**Texto para leitura**:
-.-.-

Considerando o pensamento dialético que não se contenta com os aspectos imediatos

das representações e do pensamento comum, articulou-se os discursos das professoras

entrevistadas às leituras teóricas empreendidas, buscando compreender o fenômeno

problematizado, não negando sua existência, mas colocando sua explicação no plano de um

mundo em que todas as coisas, as relações e os significados são considerados produções

sociais humanas e históricas. (KOSIK, 1995).

As professoras, ao reconstituírem suas trajetórias escolares até alcançarem o curso

de Magistério ou outro nível de escolarização que as habitasse para a docência, mostraram nos

seus depoimentos, de forma implícita, que as limitações materiais e as necessidades

projetadas em termos futuros estariam garantidas pela profissionalização mais rápida e a

ocupação imediata no mercado de trabalho. Admite-se dessa forma que o magistério primário

articula-se com a condição econômica da situação de classe da origem familiar das

professoras, uma vez que a maior parte do universo pesquisado detém a formação em nível

médio ou até mesmo este nível incompleto e está inserida no mercado de trabalho desde que

concluíram (ou não) as respectivas formações. Para algumas docentes, o salário constituiu-se

por algum tempo como uma forma de alcançar maior bem estar social, confirmando a idéia de

salário complementar atribuído à remuneração pelo trabalho feminino. Ademais, o parco

salário é uma característica pungente do magistério primário desde os seus primórdios, e pelo

seu valor real, só poderia ter mesmo o caráter de subsídio como aponta os estudos de Saffioti

(1976); Novaes (1992); Mello (1995) e Louro (2002) dentre outros.

-.-.-

**Perguntas para responder**:
[a] Segundo o texto sobre as trajetórias das professoras, por que se admite que o magistério primário se articula com a condição econômica da origem familiar delas? Responda em uma a três frases.
[b] Extraia do texto sobre as trajetórias das professoras o trecho que começa nas palavras "das representações e" e termina após as palavras "históricas. (KOSIK, 1995).", copiando-o sem alterações.

Itens de dados coletados:
-.-.-

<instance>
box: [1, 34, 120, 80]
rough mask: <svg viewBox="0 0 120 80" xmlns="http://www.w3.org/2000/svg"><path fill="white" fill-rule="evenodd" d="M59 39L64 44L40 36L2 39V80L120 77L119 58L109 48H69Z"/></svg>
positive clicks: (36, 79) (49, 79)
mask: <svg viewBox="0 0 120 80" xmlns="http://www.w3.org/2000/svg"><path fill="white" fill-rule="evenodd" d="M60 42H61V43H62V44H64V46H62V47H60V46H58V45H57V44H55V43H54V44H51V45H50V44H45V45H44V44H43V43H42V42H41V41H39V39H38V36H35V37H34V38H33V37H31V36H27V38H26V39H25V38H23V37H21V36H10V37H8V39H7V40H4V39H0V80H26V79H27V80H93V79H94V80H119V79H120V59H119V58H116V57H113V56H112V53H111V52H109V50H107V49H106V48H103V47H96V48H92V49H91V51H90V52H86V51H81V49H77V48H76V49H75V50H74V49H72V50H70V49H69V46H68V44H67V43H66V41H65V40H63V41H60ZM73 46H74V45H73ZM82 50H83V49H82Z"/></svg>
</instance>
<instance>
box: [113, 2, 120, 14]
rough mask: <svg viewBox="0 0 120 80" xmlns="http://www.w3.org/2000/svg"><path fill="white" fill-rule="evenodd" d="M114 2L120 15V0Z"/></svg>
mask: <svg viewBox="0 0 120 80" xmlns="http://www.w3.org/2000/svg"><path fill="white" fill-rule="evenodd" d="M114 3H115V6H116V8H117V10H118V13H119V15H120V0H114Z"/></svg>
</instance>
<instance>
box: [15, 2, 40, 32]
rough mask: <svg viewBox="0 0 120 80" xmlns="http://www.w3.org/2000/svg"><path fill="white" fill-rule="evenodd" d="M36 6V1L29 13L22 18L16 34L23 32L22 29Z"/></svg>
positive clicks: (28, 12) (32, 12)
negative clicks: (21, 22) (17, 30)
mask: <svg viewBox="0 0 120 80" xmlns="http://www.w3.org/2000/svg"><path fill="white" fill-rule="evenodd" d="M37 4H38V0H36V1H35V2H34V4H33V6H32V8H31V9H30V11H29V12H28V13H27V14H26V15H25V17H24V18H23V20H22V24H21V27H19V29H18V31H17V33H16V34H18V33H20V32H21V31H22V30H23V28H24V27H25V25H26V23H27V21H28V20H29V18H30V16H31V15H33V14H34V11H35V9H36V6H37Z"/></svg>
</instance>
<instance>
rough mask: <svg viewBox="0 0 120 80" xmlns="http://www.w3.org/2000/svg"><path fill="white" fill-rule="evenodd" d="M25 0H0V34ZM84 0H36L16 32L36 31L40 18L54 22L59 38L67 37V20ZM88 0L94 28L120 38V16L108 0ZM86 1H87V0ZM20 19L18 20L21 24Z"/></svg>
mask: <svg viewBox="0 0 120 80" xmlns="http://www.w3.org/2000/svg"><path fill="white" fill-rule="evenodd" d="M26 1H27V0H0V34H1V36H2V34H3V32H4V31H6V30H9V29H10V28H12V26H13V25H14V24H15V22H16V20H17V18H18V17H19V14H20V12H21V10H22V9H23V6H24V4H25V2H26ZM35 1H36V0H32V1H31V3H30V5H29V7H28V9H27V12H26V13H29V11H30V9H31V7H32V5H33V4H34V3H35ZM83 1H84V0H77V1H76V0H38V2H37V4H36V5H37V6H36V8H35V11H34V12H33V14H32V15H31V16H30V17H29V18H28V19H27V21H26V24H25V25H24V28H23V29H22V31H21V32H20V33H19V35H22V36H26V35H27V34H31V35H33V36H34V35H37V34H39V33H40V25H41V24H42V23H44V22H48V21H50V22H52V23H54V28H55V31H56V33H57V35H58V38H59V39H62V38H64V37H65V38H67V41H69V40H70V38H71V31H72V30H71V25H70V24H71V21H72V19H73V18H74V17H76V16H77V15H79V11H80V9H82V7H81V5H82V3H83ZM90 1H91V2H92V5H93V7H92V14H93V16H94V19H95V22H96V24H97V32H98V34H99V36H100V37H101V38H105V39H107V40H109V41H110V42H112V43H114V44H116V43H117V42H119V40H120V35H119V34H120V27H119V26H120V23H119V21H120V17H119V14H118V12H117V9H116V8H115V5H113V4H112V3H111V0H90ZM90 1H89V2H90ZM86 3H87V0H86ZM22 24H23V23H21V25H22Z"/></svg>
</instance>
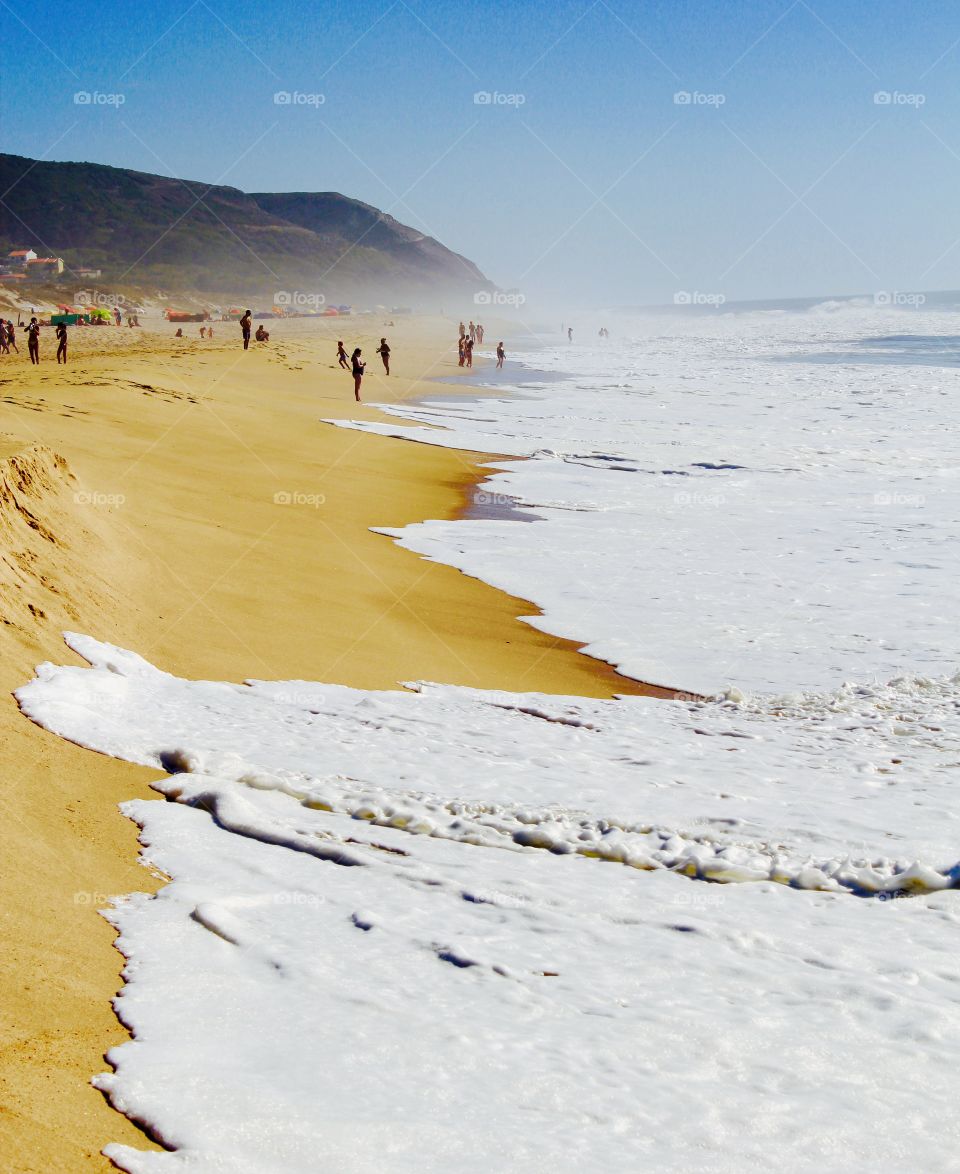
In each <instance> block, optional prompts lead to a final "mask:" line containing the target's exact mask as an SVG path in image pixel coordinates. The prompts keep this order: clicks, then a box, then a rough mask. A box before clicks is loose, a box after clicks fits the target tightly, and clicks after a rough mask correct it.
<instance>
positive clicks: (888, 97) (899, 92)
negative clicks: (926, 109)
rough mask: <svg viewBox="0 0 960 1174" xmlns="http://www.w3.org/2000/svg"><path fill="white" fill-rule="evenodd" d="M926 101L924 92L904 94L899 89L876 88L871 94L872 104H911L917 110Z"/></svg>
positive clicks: (924, 102)
mask: <svg viewBox="0 0 960 1174" xmlns="http://www.w3.org/2000/svg"><path fill="white" fill-rule="evenodd" d="M926 101H927V95H926V94H904V93H901V92H900V90H899V89H878V90H877V93H876V94H874V95H873V104H874V106H912V107H914V109H918V110H919V109H920V107H921V106H924V104H926Z"/></svg>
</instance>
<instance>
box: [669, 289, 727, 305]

-.-.-

**Respostas dadas**:
[a] Porque a maior parte das professoras pesquisadas tem formação de nível médio, ou até esse nível incompleto, e está inserida no mercado de trabalho desde que concluiu (ou não) essa formação.

[b]
das representações e do pensamento comum, articulou-se os discursos das professoras

entrevistadas às leituras teóricas empreendidas, buscando compreender o fenômeno

problematizado, não negando sua existência, mas colocando sua explicação no plano de um

mundo em que todas as coisas, as relações e os significados são considerados produções

sociais humanas e históricas. (KOSIK, 1995).